Bears wide receiver Kevin White most likely sidelined for the entire 2015 season

While most people have heard of them, I know many, if not all, probably never imagined a diagnosis of shin splints would sideline Chicago Bears rookie wide receiver, Kevin White, for the 2015 season. White, who had been previously diagnosed with shin splints, underwent surgery to repair at least one stress fracture in his tibia. I have heard many sports reporters criticizing the Bears organization for not being truthful and concealing the facts of White’s injury, discussing “How it is shin splints one day and a stress fracture the next.” The fact is shin splints, a benign overuse injury, often occurs during grueling preseason training and can be easily confused with the more ominous tibial stress fracture.

Shin splints, also known as medial tibial stress syndrome, are an overuse injury believed to result from muscles in the lower leg repetitively pulling on their anchoring point along the inner aspects of the tibia (lower leg bone). This results in irritation and pain. Fortunately, they typically are treatable with modifying activities, rest, ice, stretching and therapeutic exercise. And, athletes often can continue to participate as long as they are improving.

Stress fractures, on the other hand, are more worrisome. If caught early, they require significant periods of rest to heal and a very gradual return to activity often precluding return to athletics during the same season. More advanced stress fractures require surgery to heal. In some special cases, surgery also can accelerate healing and return to sport.

Tibial rod X-ray_9-23-15In the case of Kevin White, his surgeon determined the best treatment for his tibial stress fracture was to perform intramedullary nailing. This procedure is done by making an incision near the knee, creating an opening in the top of the tibia bone just below the knee joint and reaming with a flexible drill device along the length of the tibia intramedullary canal (central hollow) of the bone. Reaming creates injury, bone graft, and stimulates the stress fracture to heal and make room for the nail.

After reaming, the surgeon inserts a long metal rod (nail), often titanium or stainless steel, along the full length of the tibia from the knee to ankle. To add stability, screws are inserted across the bone and through holes in the nail above and below the fracture site. This surgical stimulation and stabilization of the fracture can accelerate healing time and return to weight bearing and athletics. However, sufficient rest and a gradual resumption of activities still must be observed to allow proper healing. Despite surgery and the nail, Kevin White’s tibia fracture may not heal if he returns too soon. Predicting when he will line up again after the stress fracture and significant surgery is challenging because some stress fractures can be difficult to get to heal. One thing I know for sure, the Bears already miss White’s presence on the field.

**TASK TO CARRY OUT**
Repeat word for word the portion of the Kevin White article that starts with "Stress fractures, on" and goes on through "for the nail.".

**EXTRACTED ENTRIES**
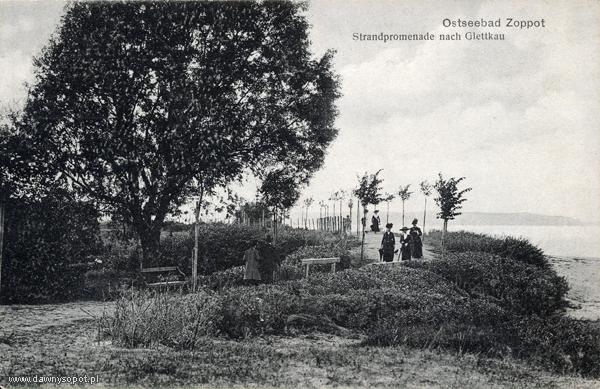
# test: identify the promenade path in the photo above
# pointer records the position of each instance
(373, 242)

* * *

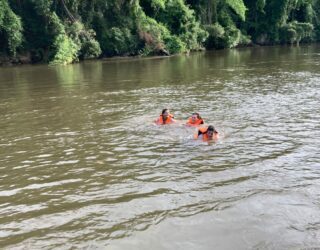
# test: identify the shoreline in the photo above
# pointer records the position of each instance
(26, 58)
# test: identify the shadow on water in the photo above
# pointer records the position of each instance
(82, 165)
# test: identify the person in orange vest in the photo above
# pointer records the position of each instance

**SOLUTION FOR THIS PROBLEM**
Stress fractures, on the other hand, are more worrisome. If caught early, they require significant periods of rest to heal and a very gradual return to activity often precluding return to athletics during the same season. More advanced stress fractures require surgery to heal. In some special cases, surgery also can accelerate healing and return to sport.

Tibial rod X-ray_9-23-15In the case of Kevin White, his surgeon determined the best treatment for his tibial stress fracture was to perform intramedullary nailing. This procedure is done by making an incision near the knee, creating an opening in the top of the tibia bone just below the knee joint and reaming with a flexible drill device along the length of the tibia intramedullary canal (central hollow) of the bone. Reaming creates injury, bone graft, and stimulates the stress fracture to heal and make room for the nail.